- Required tasks:
- 1) In the article on the settling of the Americas, which journal published the research team's findings?
- 2) Excluding the date line, list every figure written in digits in the article on the settling of the Americas.
- 3) Pick up the article on the settling of the Americas after its final sentence and keep writing it.
Segment Start: Passage
Americas 'settled in three waves'
- 12 July 2012
- From the section Science & Environment
The biggest survey of Native American DNA has concluded that the New World was settled in three major waves.
But the majority of today's indigenous Americans descend from a single group of migrants that crossed from Asia to Alaska 15,000 years ago or more.
Previous genetic data have lent support to the idea that America was colonised by a single migrant wave.
An international team of researchers have published their findings in the journal Nature.
"For years it has been contentious whether the settlement of the Americas occurred by means of a single or multiple migrations from Siberia," said co-author Prof Andres Ruiz-Linares from University College London (UCL).
"But our research settles this debate: Native Americans do not stem from a single migration. Our study also begins to cast light on patterns of human dispersal within the Americas."
The team analysed data from 52 Native American and 17 Siberian groups, studying more than 300,000 variations in their DNA known as Single Nucleotide Polymorphisms, or SNPs.
This allowed them to examine patterns of genetic similarities and differences between the population groups.
The second and third migrations have left an impact only in Arctic populations whose languages belong to the Eskimo-Aleut family and in the Canadian Chipewyan who speak a language that belongs to the Na-Dene family.
However, even these populations have inherited most of their genome (the DNA sequence contained in the nuclei of cells) from the earliest migration.
Eskimo-Aleut speakers derive more than 50% of their DNA from what the researchers call "First Americans", and the Chipewyan around 90%. This reflects the fact that the two later streams of migration from Asia mixed with the populations descended from the first wave.
"There are at least three deep lineages in Native American populations," said co-author David Reich, professor of genetics at Harvard Medical School.
"The Asian lineage leading to First Americans is the most anciently diverged, whereas the Asian lineages that contributed some of the DNA to Eskimo-Aleut speakers and the Na-Dene-speaking Chipewyan from Canada are more closely related to present-day East Asian populations."
Segment End: Passage
Segment Start: Extracted entries
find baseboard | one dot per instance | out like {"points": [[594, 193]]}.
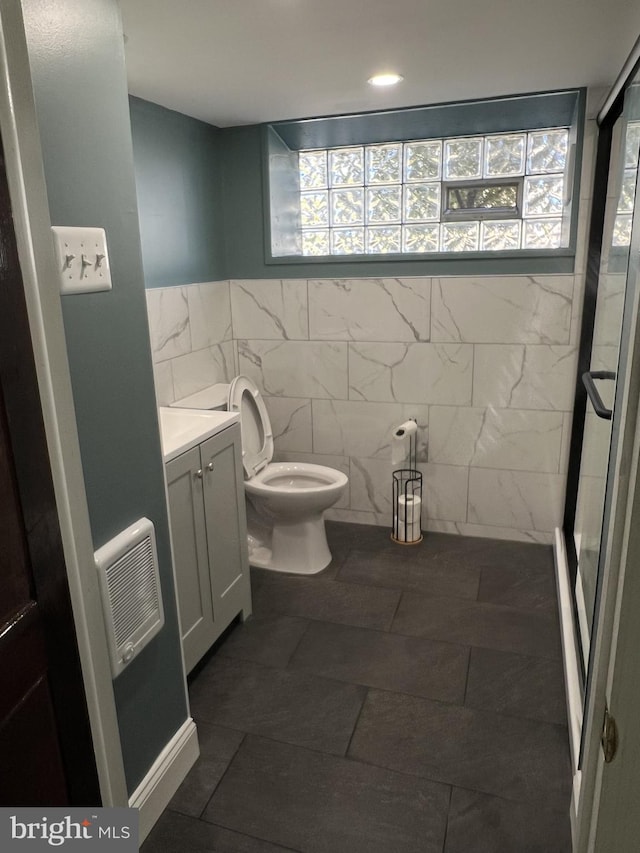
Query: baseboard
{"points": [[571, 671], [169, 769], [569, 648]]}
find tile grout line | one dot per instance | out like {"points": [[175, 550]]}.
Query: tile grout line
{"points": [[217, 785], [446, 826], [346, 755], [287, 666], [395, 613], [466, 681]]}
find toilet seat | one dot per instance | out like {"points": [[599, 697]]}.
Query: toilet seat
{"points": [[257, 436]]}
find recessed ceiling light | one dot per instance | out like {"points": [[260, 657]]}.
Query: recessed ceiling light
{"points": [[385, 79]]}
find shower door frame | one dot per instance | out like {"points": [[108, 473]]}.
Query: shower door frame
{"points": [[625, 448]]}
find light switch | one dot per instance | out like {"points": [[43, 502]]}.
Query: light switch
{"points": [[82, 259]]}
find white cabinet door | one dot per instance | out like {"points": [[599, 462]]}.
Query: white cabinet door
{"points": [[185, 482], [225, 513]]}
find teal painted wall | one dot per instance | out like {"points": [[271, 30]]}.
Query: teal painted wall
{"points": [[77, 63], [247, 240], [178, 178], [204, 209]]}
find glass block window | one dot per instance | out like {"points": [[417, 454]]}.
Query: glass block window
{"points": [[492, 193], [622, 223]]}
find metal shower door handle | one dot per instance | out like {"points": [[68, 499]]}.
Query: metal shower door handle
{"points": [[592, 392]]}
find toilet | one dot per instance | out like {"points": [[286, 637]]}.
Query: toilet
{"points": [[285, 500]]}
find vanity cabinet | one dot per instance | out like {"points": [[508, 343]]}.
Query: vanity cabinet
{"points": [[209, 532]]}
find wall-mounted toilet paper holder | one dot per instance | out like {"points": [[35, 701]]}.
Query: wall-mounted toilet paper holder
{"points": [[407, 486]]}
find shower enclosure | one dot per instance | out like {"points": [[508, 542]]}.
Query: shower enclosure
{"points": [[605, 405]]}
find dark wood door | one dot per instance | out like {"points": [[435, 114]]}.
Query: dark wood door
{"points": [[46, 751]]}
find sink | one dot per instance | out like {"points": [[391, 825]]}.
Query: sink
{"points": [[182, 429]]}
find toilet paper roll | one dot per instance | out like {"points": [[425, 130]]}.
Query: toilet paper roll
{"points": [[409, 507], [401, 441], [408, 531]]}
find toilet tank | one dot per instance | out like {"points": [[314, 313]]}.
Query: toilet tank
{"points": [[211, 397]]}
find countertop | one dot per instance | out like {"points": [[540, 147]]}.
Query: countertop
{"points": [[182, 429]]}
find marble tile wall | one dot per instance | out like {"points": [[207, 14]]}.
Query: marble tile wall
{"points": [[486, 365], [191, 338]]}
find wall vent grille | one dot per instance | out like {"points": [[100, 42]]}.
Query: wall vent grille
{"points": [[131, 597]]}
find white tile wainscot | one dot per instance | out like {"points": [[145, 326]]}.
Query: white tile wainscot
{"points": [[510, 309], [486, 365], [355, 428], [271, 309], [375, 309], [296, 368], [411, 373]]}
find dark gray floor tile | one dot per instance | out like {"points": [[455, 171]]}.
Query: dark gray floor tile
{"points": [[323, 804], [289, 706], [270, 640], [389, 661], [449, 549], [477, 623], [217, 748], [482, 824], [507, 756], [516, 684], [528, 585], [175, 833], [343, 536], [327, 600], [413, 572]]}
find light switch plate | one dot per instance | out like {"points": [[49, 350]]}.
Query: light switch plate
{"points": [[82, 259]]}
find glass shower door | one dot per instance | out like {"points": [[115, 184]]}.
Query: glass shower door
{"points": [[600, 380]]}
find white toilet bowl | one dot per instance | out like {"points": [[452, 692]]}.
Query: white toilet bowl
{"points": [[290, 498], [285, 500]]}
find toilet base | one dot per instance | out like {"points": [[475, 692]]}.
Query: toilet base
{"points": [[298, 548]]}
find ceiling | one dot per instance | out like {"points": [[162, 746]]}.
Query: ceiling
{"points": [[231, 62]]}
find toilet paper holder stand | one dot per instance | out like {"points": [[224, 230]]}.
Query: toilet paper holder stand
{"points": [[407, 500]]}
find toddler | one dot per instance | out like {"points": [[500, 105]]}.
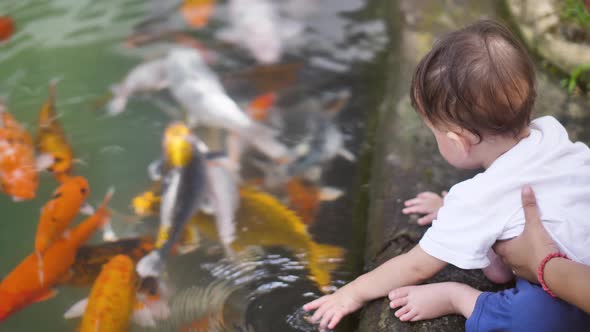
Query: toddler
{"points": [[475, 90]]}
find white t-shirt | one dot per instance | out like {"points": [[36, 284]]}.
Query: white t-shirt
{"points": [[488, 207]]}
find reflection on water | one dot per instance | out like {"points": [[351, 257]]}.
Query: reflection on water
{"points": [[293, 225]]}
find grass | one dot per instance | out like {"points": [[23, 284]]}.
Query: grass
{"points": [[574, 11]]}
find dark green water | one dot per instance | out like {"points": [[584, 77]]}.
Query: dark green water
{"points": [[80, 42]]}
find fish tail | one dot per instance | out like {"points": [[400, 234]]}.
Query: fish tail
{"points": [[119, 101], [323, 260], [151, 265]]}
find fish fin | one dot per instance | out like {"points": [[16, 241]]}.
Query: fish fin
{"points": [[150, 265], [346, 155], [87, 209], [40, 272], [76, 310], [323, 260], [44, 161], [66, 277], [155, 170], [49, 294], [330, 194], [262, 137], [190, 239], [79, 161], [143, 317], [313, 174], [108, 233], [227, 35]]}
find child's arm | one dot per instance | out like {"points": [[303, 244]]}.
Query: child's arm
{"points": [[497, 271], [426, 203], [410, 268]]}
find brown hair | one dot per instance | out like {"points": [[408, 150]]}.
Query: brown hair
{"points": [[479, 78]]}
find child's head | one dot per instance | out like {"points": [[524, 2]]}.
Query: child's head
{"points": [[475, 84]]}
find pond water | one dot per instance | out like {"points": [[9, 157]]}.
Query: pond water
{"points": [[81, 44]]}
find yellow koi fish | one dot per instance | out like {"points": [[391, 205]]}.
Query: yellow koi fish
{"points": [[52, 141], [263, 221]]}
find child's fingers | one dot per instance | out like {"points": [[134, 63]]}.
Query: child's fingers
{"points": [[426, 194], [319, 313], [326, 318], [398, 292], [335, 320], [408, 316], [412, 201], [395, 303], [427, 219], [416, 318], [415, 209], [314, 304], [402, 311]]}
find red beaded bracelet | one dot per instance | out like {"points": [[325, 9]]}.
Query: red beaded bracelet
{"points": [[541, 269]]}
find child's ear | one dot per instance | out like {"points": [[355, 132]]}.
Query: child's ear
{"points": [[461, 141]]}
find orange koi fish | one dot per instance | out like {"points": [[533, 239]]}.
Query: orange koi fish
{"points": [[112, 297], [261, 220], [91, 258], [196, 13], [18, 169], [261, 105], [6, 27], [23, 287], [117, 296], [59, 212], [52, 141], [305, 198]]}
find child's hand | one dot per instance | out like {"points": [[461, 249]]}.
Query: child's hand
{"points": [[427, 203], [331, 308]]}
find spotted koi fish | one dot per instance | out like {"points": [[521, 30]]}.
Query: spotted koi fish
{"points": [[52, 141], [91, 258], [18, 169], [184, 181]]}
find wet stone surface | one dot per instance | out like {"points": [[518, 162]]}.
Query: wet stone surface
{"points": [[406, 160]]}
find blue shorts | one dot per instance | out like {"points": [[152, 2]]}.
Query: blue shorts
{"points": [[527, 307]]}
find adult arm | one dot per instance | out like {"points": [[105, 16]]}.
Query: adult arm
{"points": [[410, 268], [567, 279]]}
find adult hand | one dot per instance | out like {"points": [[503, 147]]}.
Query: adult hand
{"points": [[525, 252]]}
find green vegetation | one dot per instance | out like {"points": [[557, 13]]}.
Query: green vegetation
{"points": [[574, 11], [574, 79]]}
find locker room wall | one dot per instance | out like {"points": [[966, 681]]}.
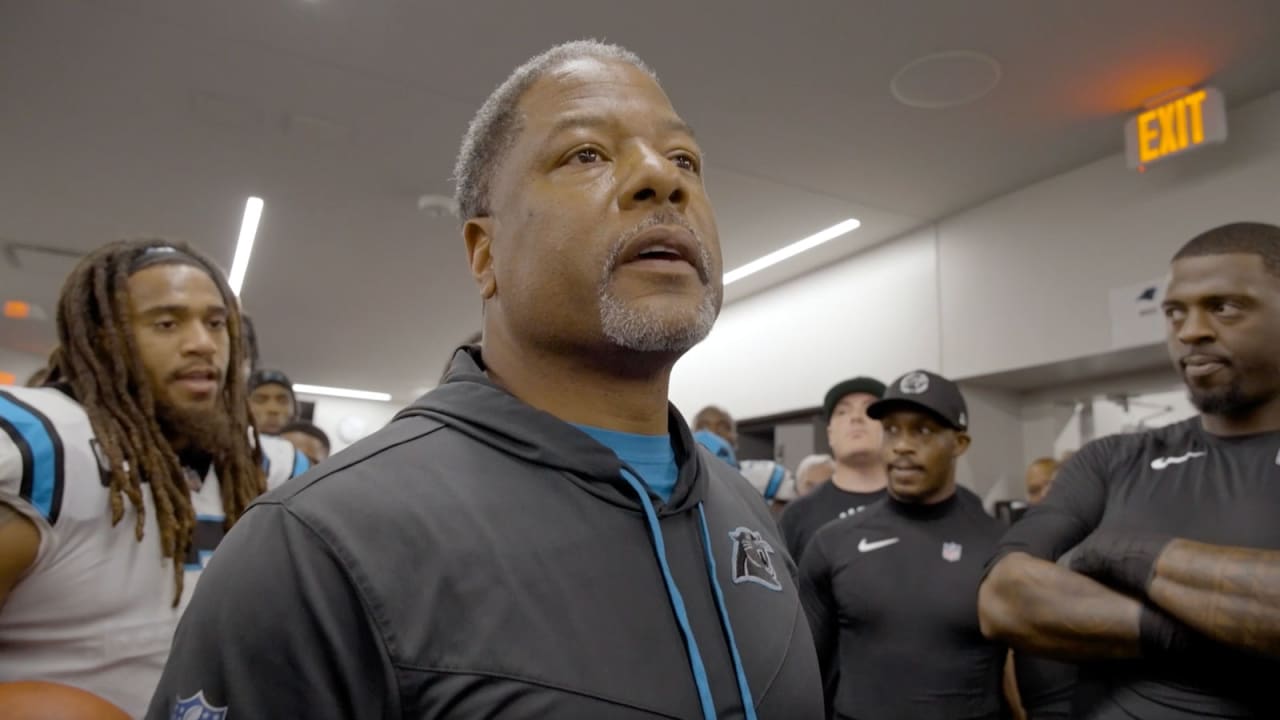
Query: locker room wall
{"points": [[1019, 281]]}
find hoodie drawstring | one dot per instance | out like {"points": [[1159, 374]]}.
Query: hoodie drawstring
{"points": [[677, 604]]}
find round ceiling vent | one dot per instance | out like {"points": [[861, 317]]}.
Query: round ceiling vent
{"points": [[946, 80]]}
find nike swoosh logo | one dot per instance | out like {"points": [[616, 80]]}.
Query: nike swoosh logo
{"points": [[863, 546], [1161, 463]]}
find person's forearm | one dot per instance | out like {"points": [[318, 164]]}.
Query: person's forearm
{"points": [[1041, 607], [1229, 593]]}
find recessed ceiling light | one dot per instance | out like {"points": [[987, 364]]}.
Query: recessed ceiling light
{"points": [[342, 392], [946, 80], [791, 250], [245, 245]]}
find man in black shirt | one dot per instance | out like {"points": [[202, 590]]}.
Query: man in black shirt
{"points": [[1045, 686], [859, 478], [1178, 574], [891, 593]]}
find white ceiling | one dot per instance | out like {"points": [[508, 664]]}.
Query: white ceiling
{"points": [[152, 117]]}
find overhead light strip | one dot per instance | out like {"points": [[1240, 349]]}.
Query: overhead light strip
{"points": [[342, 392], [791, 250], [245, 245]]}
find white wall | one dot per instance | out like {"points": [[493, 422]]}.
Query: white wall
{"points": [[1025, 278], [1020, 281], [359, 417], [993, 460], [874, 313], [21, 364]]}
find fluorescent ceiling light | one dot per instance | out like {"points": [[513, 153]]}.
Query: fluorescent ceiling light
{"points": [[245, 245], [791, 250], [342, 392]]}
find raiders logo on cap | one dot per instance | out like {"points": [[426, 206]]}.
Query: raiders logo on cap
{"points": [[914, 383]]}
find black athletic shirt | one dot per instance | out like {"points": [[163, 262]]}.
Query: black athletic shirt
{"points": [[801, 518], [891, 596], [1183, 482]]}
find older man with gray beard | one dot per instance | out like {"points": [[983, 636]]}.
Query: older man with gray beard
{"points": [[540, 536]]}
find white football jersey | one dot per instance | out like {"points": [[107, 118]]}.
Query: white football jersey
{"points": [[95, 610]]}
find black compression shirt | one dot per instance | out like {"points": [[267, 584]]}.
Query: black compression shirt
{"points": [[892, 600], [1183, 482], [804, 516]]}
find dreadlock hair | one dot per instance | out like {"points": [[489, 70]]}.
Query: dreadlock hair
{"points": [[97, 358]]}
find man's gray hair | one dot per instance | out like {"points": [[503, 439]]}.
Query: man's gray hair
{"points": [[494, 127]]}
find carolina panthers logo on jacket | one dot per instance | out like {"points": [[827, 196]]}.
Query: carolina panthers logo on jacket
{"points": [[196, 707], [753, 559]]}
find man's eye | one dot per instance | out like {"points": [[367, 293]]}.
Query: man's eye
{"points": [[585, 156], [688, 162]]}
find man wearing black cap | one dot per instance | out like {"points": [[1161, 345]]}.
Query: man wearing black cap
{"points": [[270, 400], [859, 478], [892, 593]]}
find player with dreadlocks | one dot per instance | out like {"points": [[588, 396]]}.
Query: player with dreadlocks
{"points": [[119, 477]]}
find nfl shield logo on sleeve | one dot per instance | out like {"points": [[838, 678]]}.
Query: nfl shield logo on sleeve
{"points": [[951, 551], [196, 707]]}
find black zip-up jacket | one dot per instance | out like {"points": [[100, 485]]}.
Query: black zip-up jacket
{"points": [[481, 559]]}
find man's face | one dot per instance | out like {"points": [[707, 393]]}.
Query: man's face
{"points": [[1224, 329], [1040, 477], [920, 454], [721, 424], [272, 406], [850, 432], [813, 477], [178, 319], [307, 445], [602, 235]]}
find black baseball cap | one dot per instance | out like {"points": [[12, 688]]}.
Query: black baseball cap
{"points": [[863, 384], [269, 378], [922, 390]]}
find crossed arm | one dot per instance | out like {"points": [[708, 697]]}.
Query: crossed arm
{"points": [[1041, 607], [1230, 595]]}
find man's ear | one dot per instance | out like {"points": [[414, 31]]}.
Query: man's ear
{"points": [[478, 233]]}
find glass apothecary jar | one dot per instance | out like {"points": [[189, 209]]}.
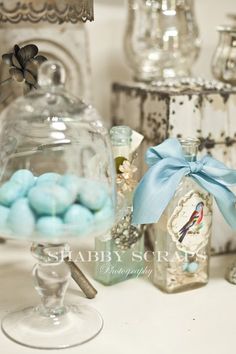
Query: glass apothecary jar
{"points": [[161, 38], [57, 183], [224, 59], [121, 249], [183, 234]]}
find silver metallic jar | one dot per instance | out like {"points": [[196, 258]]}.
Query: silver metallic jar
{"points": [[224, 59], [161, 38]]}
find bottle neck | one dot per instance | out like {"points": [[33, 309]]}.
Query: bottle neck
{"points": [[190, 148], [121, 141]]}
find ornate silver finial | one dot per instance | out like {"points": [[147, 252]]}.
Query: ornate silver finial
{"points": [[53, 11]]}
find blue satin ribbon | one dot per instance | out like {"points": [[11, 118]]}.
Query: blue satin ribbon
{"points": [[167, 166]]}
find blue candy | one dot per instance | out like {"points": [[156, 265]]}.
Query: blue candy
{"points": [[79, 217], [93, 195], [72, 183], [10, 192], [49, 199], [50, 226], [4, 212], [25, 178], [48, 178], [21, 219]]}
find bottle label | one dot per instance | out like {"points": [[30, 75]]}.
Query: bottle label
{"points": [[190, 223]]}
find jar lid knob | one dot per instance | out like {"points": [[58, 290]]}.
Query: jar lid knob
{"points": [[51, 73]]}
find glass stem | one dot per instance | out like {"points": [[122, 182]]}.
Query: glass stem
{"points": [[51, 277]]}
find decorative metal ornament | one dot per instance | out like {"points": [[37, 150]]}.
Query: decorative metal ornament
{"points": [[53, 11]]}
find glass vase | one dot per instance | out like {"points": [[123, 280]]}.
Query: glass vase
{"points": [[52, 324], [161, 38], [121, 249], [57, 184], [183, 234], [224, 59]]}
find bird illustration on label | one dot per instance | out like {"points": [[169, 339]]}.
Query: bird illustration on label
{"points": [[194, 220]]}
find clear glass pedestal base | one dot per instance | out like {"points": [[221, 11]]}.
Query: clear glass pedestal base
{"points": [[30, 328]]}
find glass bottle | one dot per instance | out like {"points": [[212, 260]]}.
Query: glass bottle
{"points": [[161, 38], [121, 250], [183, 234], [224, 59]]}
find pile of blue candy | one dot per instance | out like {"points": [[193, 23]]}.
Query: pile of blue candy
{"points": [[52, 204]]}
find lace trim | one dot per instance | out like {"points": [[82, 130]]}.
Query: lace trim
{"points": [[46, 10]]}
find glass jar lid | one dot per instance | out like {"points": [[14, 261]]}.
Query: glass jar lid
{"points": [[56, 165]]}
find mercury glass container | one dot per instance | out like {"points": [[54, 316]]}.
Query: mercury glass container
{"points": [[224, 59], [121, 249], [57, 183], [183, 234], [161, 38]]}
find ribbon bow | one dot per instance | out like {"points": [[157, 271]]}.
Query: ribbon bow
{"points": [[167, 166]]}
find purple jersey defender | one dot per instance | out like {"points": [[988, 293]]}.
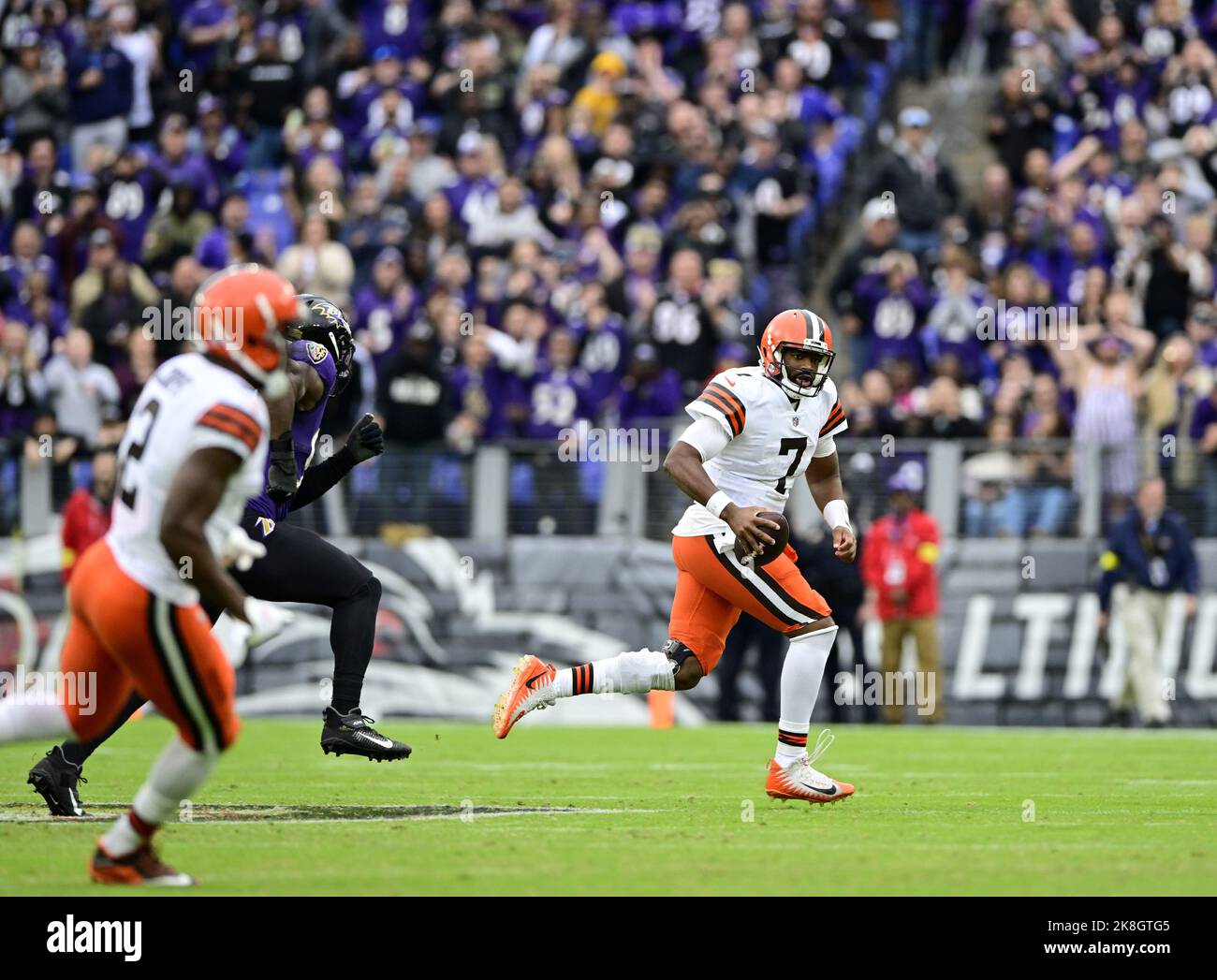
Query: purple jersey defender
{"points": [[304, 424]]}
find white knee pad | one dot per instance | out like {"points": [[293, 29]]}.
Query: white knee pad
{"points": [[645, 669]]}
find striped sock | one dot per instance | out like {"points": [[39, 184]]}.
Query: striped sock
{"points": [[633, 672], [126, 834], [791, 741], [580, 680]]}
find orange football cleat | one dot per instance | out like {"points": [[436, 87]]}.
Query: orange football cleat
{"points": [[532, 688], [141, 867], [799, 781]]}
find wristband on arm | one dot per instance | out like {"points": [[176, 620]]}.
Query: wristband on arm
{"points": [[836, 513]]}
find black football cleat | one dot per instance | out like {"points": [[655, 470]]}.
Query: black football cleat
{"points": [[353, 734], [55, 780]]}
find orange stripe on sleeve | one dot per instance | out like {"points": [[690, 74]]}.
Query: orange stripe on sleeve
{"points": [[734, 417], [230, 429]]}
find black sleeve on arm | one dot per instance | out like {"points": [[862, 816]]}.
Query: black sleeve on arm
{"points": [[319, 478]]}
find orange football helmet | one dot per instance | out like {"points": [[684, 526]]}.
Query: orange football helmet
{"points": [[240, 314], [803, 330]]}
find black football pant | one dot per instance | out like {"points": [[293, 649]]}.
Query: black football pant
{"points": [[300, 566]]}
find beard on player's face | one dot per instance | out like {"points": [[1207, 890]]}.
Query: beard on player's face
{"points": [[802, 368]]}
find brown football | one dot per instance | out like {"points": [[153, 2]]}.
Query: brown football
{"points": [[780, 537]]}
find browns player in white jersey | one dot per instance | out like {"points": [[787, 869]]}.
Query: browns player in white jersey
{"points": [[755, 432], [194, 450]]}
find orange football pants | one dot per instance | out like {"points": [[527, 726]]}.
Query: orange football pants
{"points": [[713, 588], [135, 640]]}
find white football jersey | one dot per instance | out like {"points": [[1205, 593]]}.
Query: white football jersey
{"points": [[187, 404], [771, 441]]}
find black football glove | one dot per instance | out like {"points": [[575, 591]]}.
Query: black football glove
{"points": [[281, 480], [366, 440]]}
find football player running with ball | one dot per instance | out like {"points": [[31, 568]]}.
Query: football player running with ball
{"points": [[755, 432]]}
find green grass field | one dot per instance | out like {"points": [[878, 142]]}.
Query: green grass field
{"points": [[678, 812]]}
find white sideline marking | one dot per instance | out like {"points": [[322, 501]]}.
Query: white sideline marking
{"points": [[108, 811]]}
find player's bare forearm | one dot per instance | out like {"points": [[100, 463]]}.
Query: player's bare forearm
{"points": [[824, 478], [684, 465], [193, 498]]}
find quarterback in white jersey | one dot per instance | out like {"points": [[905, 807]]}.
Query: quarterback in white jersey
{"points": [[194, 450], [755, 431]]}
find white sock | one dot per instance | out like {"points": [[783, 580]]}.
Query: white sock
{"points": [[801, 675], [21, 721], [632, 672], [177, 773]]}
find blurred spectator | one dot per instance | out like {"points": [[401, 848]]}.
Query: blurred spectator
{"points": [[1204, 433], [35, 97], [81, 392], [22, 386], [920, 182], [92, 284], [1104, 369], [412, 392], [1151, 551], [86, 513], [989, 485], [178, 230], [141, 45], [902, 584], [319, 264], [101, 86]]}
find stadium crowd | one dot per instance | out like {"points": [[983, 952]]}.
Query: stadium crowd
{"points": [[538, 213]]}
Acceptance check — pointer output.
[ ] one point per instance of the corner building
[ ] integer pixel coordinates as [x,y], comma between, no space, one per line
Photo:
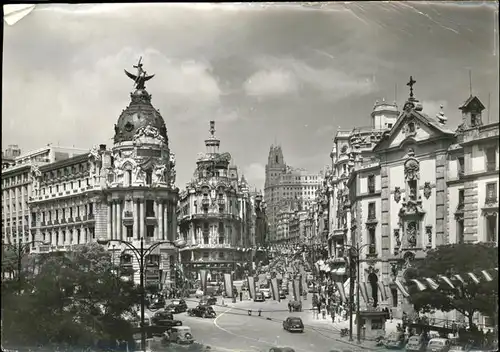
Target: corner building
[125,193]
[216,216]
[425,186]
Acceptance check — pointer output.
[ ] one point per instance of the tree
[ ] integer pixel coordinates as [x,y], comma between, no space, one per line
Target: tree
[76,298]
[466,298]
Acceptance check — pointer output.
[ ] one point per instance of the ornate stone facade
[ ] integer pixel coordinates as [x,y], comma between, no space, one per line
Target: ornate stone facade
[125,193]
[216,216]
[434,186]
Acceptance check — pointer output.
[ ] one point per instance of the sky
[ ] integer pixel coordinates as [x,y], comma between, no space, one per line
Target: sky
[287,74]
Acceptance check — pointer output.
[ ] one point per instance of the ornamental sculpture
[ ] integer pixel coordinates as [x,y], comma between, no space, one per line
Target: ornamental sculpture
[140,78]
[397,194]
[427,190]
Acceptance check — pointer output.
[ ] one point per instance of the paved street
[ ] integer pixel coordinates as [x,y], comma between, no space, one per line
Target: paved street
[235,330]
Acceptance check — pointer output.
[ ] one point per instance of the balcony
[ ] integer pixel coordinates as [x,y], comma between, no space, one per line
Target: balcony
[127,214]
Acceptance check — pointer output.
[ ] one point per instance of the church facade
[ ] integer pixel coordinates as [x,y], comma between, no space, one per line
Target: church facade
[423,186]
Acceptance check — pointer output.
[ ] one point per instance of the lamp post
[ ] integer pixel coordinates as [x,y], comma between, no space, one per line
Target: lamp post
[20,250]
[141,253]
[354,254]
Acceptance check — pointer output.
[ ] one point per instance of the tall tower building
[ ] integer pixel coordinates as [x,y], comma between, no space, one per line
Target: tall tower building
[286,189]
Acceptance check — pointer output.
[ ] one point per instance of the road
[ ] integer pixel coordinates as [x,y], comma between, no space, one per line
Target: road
Segment End: Extracted entries
- Responses by item number:
- 1) Nature

- 2) 15,000; 52; 17; 300,000; 50%; 90%

- 3)
Evidence from mitochondrial DNA (mtDNA), the genetic information in the mitochondria that power cells, supports descent from a single founding group of colonisers, who crossed from Siberia into America across the Bering land bridge.
This natural bridge appeared during the last Ice Age when sea levels were lower, allowing hunters to trek between the two continents.
But a three-stage migration has been proposed before, based on a controversial interpretation of language relationships and physical features of the teeth of Native American groups.
The team also found that once in the Americas, people expanded southward along a route that hugged the coast, with populations splitting off along the way.
After their divergence, there was little gene flow among Native American groups, especially in South America.
Two glaring exceptions to this simple dispersal were also discovered. First, Central American Chibchan-speakers have ancestry from both North and South America, reflecting a migration back from South America to Central America.
Second, the Naukan and coastal Chukchi from north-eastern Siberia carry distinctive "First American" DNA. Thus, Eskimo-Aleut speakers migrated back to Asia, bringing Native American genes.
The team's analysis was complicated by the influx into the hemisphere of European and African immigrants since 1492 and the 500 years of genetic mixing that followed.
To address this, the authors developed methods that allowed them to focus on the sections of peoples' genomes that were of entirely Native American origin.